▸ **Passage given**:
## START

Referring to the past, the perfect indicative may be used:
ille ferrō viam facere, dōnec ad portam perrēxit (Livy)
"using the knife he forced his way, until he reached the gate"

As with dum, if there is some idea of waiting for something to happen, the subjunctive is used:

Thrāces nihil sē movērunt, dōnec Rōmānī trānsīrent (Livy)
"the Thracians did not move at all, until the Romans had crossed"

iubet Sp. Larcium ad portam Collīnam stāre dōnec hostis praetereat (Livy)
"he ordered Spurius Larcius to stand at the Colline Gate until the enemy passed by"

eōsque ibī sedēre atque opperīrī prope ad merīdiem, dōnec discipulī nocturnum omne vīnum ēdormiant (Gellius)
(he said) they sit there and wait nearly until midday, until their pupils have had a chance to sleep off all their wine of the night before"

dōnec cicātrīx sit, vīnctum esse dēbet (Celsus)
"until it scars over, it should be kept in a bandage"

===="While, as long as"====
From the Augustan period onwards it can also mean "while" or "as long as":
dōnec grātus eram tibī ... Persārum viguī rēge beātior (Horace)
"as long as I was pleasing to you ... I flourished more blessed than the king of the Persians"

dōnec armātī cōnfertīque abībant, peditum labor in persequendō fuit (Livy)
"as long as they were retreating still armed and packed together, it was the infantry's task to pursue them"

In the above examples, the imperfect tense is used in the temporal clause, since it describes to a situation, but the perfect tense is used in the main clause, as is usual in Latin when the length of time a situation lasted is given.

## END

▸ **Instructions for the task**:
Output the grammar passage about dōnec word for word, starting with "dōnec cicātrīx sit, vīnctum" and going on through "persequendō fuit (Livy)". Rely only on the grammar passage about dōnec.

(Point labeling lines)

## START

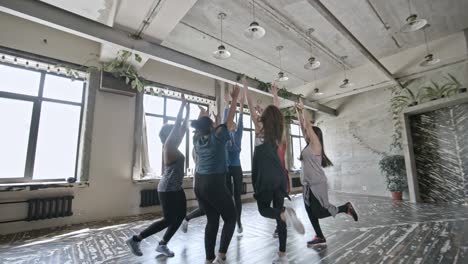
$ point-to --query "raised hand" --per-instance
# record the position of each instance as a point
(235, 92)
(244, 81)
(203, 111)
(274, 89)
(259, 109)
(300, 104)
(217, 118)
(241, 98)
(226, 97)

## END
## START

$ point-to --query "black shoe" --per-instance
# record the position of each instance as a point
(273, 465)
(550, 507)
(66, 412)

## END

▸ **Completed task**:
dōnec cicātrīx sit, vīnctum esse dēbet (Celsus)
"until it scars over, it should be kept in a bandage"

===="While, as long as"====
From the Augustan period onwards it can also mean "while" or "as long as":
dōnec grātus eram tibī ... Persārum viguī rēge beātior (Horace)
"as long as I was pleasing to you ... I flourished more blessed than the king of the Persians"

dōnec armātī cōnfertīque abībant, peditum labor in persequendō fuit (Livy)